** Begin Passage provided **

If we take a look at the aiida-quantumespresso, we will see that the structure is:

../_images/aiida_qe.png

Screenshot of the structure of aiida_quantumespresso plugins

the most important folders are: calculations, parsers and workflows, others are supplementary.

So if we want to write the aiida plugins by ourselves, we need to be able to:

  • Write the calculations for a specific external program (e.g. VASP, CPMD, CP2K, Quantum Espresso, etc.)

  • Write the parser for the results

  • Write the workflows and workchains (workchain is future, so our main effort will be on writing workchain, but we will also talk about how to write the workflow and what’s the difference between them. In Aiida’s official website they have a really good explanation, but I want to have my own version of that.)

Write the calculation

We should start with how to write the calculation. In order to do that we need to know what a calculation actually means in Aiida. So in aiida, The father class of all calculations is this class: aiida.engine.CalcJob, so in order to write a calculation, we need to inherit from this class, something like:

from aiida.engine import CalcJob

class somethingCalculation(CalcJob):

In this CalcJob class, we need to define two functions: (1) define() (2) prepare_for_submission(). The first function (define()) is used for declaring all the inputs, outputs, error messages that can happen during the calculation, and the second function (prepare_for_submission()) is used for preparing all the input files and submit to the queue, managed by daemon (we will talk about that later).

Ok, now let’s try to write the define() function, in here I give an example (from aiida official website), and try to explain it line by line, because that’s how you learn programming, but reading other people’s code and try to explain to others like you wrote them (even though you are not). That’s Feynman technique.

Our define() function is like in below:

from aiida import orm
from aiida.engine import CalcJob, CalcJobProcessSpec

class hzdCalculation(CalcJob):
    @classmethod
    def define(cls, spec:CalcJobProcessSpec):
        super().define(spec)

        # input parameter example
        spec.input('x', valid_type=(orm.Int, orm.Float), required=True, default=1, help='This is our first variable')

        # output parameter example
        spec.output('output', validtype=(orm.Int, orm.Float), help='This is the output of this calculation.')

        # output some error messages
        spec.exit_code(666, 'EVIL_IS_COMING', message='This is my first error message.')

** End Passage provided **

# Objectives
a) From the tutorial on writing aiida plugins, reproduce the passage starting with "the most important" and going on through "version of that.)", replacing every occurrence of "calculations" with "calculation jobs".
b) Answer these questions using the tutorial on writing aiida plugins, one answer per line:
(i) Which class is the parent class of all calculations?
(ii) Which two functions must be defined in the CalcJob class?
(iii) What exit code number and label does the example error message use?

** Begin Raw data **

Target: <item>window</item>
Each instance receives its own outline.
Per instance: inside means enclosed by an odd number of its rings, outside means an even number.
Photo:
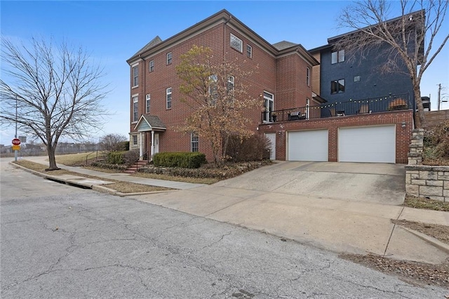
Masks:
[[[167,65],[171,65],[171,52],[167,53]]]
[[[243,42],[241,41],[241,39],[240,39],[233,34],[231,34],[230,43],[231,48],[237,50],[239,52],[242,52],[243,51]]]
[[[145,113],[147,114],[149,113],[150,99],[151,96],[149,95],[149,93],[148,93],[145,98]]]
[[[190,134],[190,150],[192,152],[199,152],[199,150],[198,134],[195,133]]]
[[[334,80],[330,82],[330,93],[342,93],[344,92],[344,79]]]
[[[149,69],[149,72],[152,72],[154,70],[154,60],[151,60],[149,62],[149,65],[148,69]]]
[[[217,75],[209,76],[209,86],[208,87],[208,93],[209,95],[209,105],[215,106],[217,104],[218,98],[218,90],[217,87]]]
[[[332,64],[342,62],[344,61],[344,50],[332,53]]]
[[[253,47],[250,45],[246,45],[246,57],[253,58]]]
[[[133,67],[133,87],[139,86],[139,66]]]
[[[234,76],[227,77],[227,86],[226,88],[228,95],[234,95],[234,88],[235,87],[235,78]]]
[[[166,90],[166,102],[167,109],[171,109],[171,87]]]
[[[139,96],[133,96],[133,121],[137,121],[139,117]]]
[[[268,122],[270,121],[272,112],[274,109],[274,95],[272,93],[264,91],[264,113],[263,121]]]

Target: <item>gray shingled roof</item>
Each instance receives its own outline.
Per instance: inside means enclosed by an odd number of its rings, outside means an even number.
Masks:
[[[167,127],[163,124],[162,121],[156,117],[156,115],[148,115],[148,114],[142,114],[139,121],[135,125],[135,128],[138,128],[140,126],[140,124],[142,124],[142,119],[145,120],[148,123],[148,124],[152,127],[152,128],[159,128],[166,130]]]
[[[143,52],[146,51],[147,50],[148,50],[150,48],[153,48],[154,46],[156,46],[158,44],[160,44],[161,42],[162,42],[162,39],[161,39],[159,36],[159,35],[156,36],[156,37],[154,38],[153,39],[152,39],[152,41],[149,43],[145,45],[145,46],[142,48],[135,54],[134,54],[133,55],[133,57],[135,56],[136,55],[140,54],[141,53],[143,53]]]
[[[273,46],[279,51],[286,49],[287,48],[297,46],[297,44],[294,44],[290,41],[282,41],[279,43],[273,44]]]

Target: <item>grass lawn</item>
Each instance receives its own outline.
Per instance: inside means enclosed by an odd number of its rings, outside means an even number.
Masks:
[[[72,175],[81,176],[83,178],[93,178],[96,180],[104,180],[102,178],[98,178],[93,175],[83,175],[73,171],[66,171],[65,169],[60,169],[58,171],[46,171],[46,168],[48,167],[46,165],[39,163],[32,162],[27,160],[20,160],[17,162],[14,162],[21,166],[26,168],[38,171],[42,173],[46,173],[51,175]],[[164,188],[163,187],[152,186],[149,185],[136,184],[134,182],[121,182],[115,180],[107,180],[108,181],[113,182],[112,184],[105,184],[103,187],[106,187],[113,190],[116,190],[121,193],[137,193],[137,192],[152,192],[155,191],[168,191],[173,190],[170,188]]]

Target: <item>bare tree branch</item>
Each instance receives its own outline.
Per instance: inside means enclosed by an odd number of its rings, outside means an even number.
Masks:
[[[391,19],[391,6],[398,3],[401,15]],[[449,30],[442,27],[448,3],[448,0],[357,1],[344,9],[339,18],[341,27],[354,31],[333,41],[336,48],[353,53],[352,57],[359,58],[359,61],[377,51],[387,62],[384,71],[409,76],[422,127],[426,122],[420,85],[423,74],[449,39]],[[439,33],[443,41],[434,50]]]
[[[47,147],[49,170],[58,169],[55,148],[62,136],[88,137],[103,124],[103,69],[82,48],[33,38],[31,46],[1,39],[4,77],[0,79],[0,124],[17,122]],[[16,119],[15,106],[18,109]]]

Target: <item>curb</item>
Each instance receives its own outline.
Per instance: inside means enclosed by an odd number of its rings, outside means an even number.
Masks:
[[[437,248],[445,252],[446,253],[449,254],[449,245],[446,244],[445,243],[443,243],[442,241],[441,241],[440,240],[438,240],[438,239],[434,238],[433,237],[429,236],[427,234],[423,234],[422,232],[417,232],[416,230],[410,230],[410,228],[407,228],[401,225],[396,225],[400,226],[402,229],[406,230],[407,232],[410,232],[410,234],[413,234],[414,235],[415,235],[416,237],[417,237],[418,238],[425,241],[426,242],[429,243],[429,244],[432,245],[434,247],[436,247]]]
[[[48,175],[46,173],[43,173],[39,171],[34,171],[32,169],[29,169],[27,168],[26,167],[22,166],[20,165],[18,165],[15,164],[13,162],[9,162],[9,164],[11,165],[12,165],[13,166],[18,168],[20,168],[23,171],[27,171],[30,173],[32,173],[35,175],[38,175],[44,178],[46,178],[47,180],[51,180],[55,182],[59,182],[61,183],[64,183],[66,185],[69,185],[71,186],[79,186],[80,187],[82,188],[85,188],[85,189],[91,189],[94,191],[97,191],[99,192],[102,192],[102,193],[107,193],[107,194],[109,194],[112,195],[115,195],[115,196],[119,196],[121,197],[128,197],[128,196],[133,196],[133,195],[145,195],[145,194],[155,194],[155,193],[163,193],[163,192],[171,192],[173,191],[176,191],[177,190],[177,189],[173,189],[173,190],[166,190],[166,191],[149,191],[149,192],[134,192],[134,193],[122,193],[122,192],[119,192],[119,191],[116,191],[113,189],[110,189],[108,188],[107,187],[104,187],[102,185],[90,185],[90,184],[84,184],[82,182],[74,182],[72,180],[66,180],[64,178],[58,178],[57,176],[54,176],[54,175]]]

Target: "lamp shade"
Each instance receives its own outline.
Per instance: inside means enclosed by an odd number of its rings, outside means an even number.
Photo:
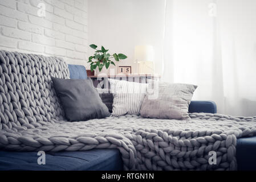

** End Raw data **

# Solutions to the tasks
a)
the most important folders are: calculation jobs, parsers and workflows, others are supplementary.

So if we want to write the aiida plugins by ourselves, we need to be able to:

  • Write the calculation jobs for a specific external program (e.g. VASP, CPMD, CP2K, Quantum Espresso, etc.)

  • Write the parser for the results

  • Write the workflows and workchains (workchain is future, so our main effort will be on writing workchain, but we will also talk about how to write the workflow and what’s the difference between them. In Aiida’s official website they have a really good explanation, but I want to have my own version of that.)

b)
(i) aiida.engine.CalcJob
(ii) define() and prepare_for_submission()
(iii) 666, with the label EVIL_IS_COMING